• [TEXT SECTION]
╭──

Mum of recovered meth addict says health-based approach could have prevented son's arrest

The mother of a recovered methamphetamine addict says a health-based approach to tackling drugs in Aotearoa could have prevented her son's arrest. 

It comes after the Drug Foundation called for a more holistic approach to fixing New Zealand's methamphetamine problem on Thursday. 

It said the Government spends four times as much on ineffective drug law enforcement than it spends on measures that actually prevent drug harm.

It's a stance backed by Annwyn Carter-Kelly whose son started using drugs at 13 years old.  

Carter-Kelly's son is now in recovery thanks to rehab, but it came at a cost. 

She told AM co-host Melissa Chan-Green on Friday she desperately tried to get help for her son for years, but he was only able to get into rehab after he was arrested. 

"Meth became a problem in and out of his life through his teenage years, into his 20s and his early 30s. 

"I think his heart and his intention was to be clean the whole time but he didn't have the knowledge and the support to get clean."

Carter-Kelly said Te Ara Oranga was crucial to her son's recovery. 

Te Ara Oranga is a Northland-based programme that works to reduce the demand for meth by providing health and social support.

A report found that for those referred to the programme criminal offending was reduced by 34 percent.

Carter-Kelly told Chan-Green it's devastating to see how much money is poured into enforcement versus intervention and support.

╰──

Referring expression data
╭──

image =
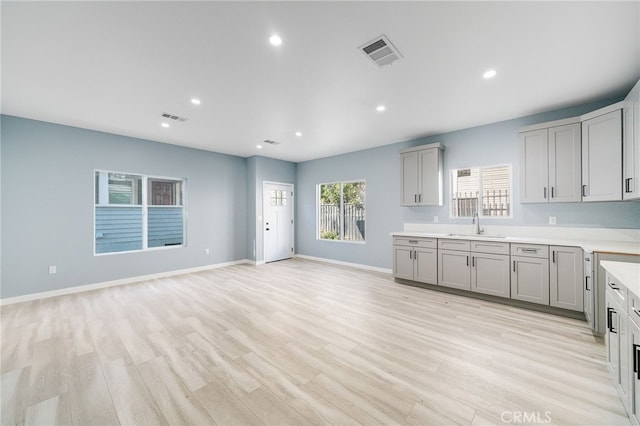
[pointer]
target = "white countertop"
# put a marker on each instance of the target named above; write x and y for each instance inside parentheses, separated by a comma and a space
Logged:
(601, 246)
(627, 273)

╰──

• [WORK TO COMPLETE] Print verbatim the passage of the methamphetamine news report that opens with the words containing "She told AM" and closes with "he was arrested.".

• [WRITTEN RESPONSE]
She told AM co-host Melissa Chan-Green on Friday she desperately tried to get help for her son for years, but he was only able to get into rehab after he was arrested.